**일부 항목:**
===============
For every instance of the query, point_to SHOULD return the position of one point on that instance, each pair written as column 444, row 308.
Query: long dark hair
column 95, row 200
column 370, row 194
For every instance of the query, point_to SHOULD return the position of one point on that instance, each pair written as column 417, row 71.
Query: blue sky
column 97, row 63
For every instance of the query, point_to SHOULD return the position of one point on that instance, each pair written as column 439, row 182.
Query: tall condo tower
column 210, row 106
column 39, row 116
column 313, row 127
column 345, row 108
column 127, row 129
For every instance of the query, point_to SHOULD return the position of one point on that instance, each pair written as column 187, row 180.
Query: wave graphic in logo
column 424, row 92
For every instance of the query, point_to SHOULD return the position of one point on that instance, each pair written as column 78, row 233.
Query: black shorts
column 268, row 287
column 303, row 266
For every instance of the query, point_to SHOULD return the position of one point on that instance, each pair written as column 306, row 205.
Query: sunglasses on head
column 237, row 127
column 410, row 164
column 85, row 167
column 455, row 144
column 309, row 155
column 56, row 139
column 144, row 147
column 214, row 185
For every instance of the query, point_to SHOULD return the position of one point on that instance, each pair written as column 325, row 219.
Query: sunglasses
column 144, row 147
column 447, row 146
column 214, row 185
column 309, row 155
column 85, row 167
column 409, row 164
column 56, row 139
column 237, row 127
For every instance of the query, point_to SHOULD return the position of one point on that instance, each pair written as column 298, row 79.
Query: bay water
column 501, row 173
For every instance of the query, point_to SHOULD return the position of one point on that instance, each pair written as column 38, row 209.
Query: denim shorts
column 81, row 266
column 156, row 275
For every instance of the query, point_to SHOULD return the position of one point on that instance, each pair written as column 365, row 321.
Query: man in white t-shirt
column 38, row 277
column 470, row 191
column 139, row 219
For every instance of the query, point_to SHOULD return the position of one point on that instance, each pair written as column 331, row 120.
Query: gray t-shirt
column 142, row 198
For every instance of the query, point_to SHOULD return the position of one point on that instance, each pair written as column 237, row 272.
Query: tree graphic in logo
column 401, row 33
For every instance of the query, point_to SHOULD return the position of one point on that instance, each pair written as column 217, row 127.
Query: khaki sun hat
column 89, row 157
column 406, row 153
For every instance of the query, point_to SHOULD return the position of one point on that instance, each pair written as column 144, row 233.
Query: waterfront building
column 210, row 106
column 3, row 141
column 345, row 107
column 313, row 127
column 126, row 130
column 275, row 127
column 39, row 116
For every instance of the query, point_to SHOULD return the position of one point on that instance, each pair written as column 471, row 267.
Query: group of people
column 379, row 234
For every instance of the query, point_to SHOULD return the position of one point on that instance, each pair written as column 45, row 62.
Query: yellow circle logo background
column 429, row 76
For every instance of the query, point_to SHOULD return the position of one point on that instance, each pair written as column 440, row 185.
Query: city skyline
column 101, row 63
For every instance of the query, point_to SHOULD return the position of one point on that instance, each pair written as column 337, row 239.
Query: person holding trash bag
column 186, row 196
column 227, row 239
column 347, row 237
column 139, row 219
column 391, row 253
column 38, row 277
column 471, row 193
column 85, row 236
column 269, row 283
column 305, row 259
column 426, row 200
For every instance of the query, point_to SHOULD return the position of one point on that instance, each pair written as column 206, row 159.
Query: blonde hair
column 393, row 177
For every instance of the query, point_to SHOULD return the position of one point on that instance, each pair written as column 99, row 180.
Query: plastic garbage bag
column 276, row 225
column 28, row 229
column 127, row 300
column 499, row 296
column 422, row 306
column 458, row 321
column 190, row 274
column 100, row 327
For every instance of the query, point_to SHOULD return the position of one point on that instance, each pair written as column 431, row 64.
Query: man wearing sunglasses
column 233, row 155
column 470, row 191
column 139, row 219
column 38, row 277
===============
**목표:** 위 항목 전체를 한 줄에 문자열 하나씩 대응하는 JSON 목록으로 출력하세요. 빈 줄은 넣지 마세요.

**응답:**
[
  "For every instance of the query, point_to SHOULD return the position of one point on that instance, each pair written as column 444, row 308.",
  "Query: long dark hair",
  "column 95, row 200",
  "column 370, row 194",
  "For every instance of the query, point_to SHOULD return the position of one point on that instance, each pair written as column 417, row 71.",
  "Query: blue sky",
  "column 97, row 63",
  "For every instance of the query, point_to SHOULD return the position of one point on that instance, each pair written as column 439, row 182.",
  "Query: tall condo tower",
  "column 210, row 106",
  "column 39, row 116",
  "column 313, row 127",
  "column 345, row 108",
  "column 127, row 129",
  "For every instance of the query, point_to SHOULD return the position of one point on that instance, each pair written as column 187, row 180.",
  "Query: wave graphic in logo",
  "column 424, row 92",
  "For every instance of the query, point_to SHOULD return the position of one point on that instance, each pair written as column 78, row 233.",
  "Query: black shorts",
  "column 268, row 287",
  "column 303, row 266",
  "For every instance of the query, point_to SHOULD return the position of one point on that instance, each pair written as column 306, row 205.",
  "Query: sunglasses on head",
  "column 237, row 127",
  "column 410, row 164",
  "column 85, row 167",
  "column 455, row 144",
  "column 309, row 155",
  "column 56, row 139",
  "column 144, row 147",
  "column 214, row 185",
  "For every instance of the query, point_to SHOULD return the position of one point on that instance, each pair written as column 325, row 219.",
  "Query: sunglasses",
  "column 144, row 147",
  "column 447, row 146",
  "column 214, row 185",
  "column 309, row 155",
  "column 85, row 167",
  "column 409, row 164",
  "column 56, row 139",
  "column 237, row 127",
  "For every instance of the query, point_to SHOULD return the position of one point on that instance, each pair written as column 298, row 79.",
  "Query: bay water",
  "column 501, row 173",
  "For every instance of the query, point_to SHOULD return the position of one point on that instance, each pair written as column 38, row 209.",
  "Query: denim shorts",
  "column 81, row 266",
  "column 156, row 275",
  "For every instance of the query, point_to SHOULD return the position of one point on that instance, each pair written as column 365, row 321.",
  "Query: man in white t-shirt",
  "column 38, row 277",
  "column 470, row 191",
  "column 139, row 219",
  "For every instance of the query, point_to SHOULD return the position of one point on that instance, each pair written as column 331, row 120.",
  "Query: gray t-shirt",
  "column 142, row 198",
  "For every instance of the query, point_to SHOULD return the position of one point on that instance, each pair written as column 237, row 272.",
  "Query: tree graphic in logo",
  "column 401, row 33",
  "For every instance of the query, point_to SHOULD return the position of one point on that instance, each pair written as column 217, row 127.",
  "Query: khaki sun hat",
  "column 89, row 157",
  "column 406, row 153",
  "For every instance of the query, point_to SHOULD return the position of one point on that instance, each pair written as column 144, row 233.",
  "Query: waterfront building",
  "column 210, row 106",
  "column 3, row 141",
  "column 345, row 107",
  "column 313, row 127",
  "column 126, row 130",
  "column 275, row 127",
  "column 39, row 116",
  "For every instance of the query, point_to SHOULD return the position of one point on that instance, each pair written as column 471, row 267.",
  "Query: group of people",
  "column 379, row 234",
  "For every instance of the query, point_to SHOULD return the position of one point on that instance, each pair written as column 45, row 62.",
  "Query: yellow circle logo background",
  "column 429, row 76",
  "For every instance of the query, point_to SHOULD return the position of one point on that instance, each pair written as column 440, row 185.",
  "Query: city skyline",
  "column 101, row 63",
  "For every instance of the query, point_to SHOULD return the position of one point on that instance, each pair written as column 337, row 239.",
  "Query: person holding trash bag",
  "column 186, row 196",
  "column 227, row 239",
  "column 347, row 237",
  "column 139, row 219",
  "column 391, row 253",
  "column 38, row 277",
  "column 471, row 193",
  "column 85, row 236",
  "column 269, row 283",
  "column 305, row 259",
  "column 426, row 200",
  "For every instance of the query, point_to SHOULD return the position of one point on that instance, each pair written as column 206, row 159.",
  "Query: blonde hair",
  "column 393, row 177",
  "For every instance of the query, point_to SHOULD return the position of one point on that instance, each pair written as column 99, row 180.",
  "Query: plastic garbage bag",
  "column 276, row 225",
  "column 28, row 229",
  "column 127, row 300",
  "column 499, row 296",
  "column 422, row 306",
  "column 458, row 321",
  "column 190, row 274",
  "column 100, row 327",
  "For every instance of the query, point_to SHOULD return the position of one point on that instance, each pair written as column 431, row 64.",
  "Query: man wearing sunglasses",
  "column 233, row 155",
  "column 470, row 191",
  "column 139, row 219",
  "column 38, row 277"
]